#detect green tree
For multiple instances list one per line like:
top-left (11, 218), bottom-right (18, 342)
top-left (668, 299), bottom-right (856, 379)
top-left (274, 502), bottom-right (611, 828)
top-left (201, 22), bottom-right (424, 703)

^^^^^^^^

> **EXERCISE AIM**:
Rewrite every line of the material above as a numbered list, omitting any blank lines.

> **ANSWER FOR THIS EXERCISE**:
1. #detect green tree
2. For multiple instances list one per line like:
3. top-left (11, 218), bottom-right (18, 342)
4. top-left (668, 299), bottom-right (856, 379)
5. top-left (274, 502), bottom-right (611, 828)
6. top-left (201, 22), bottom-right (424, 703)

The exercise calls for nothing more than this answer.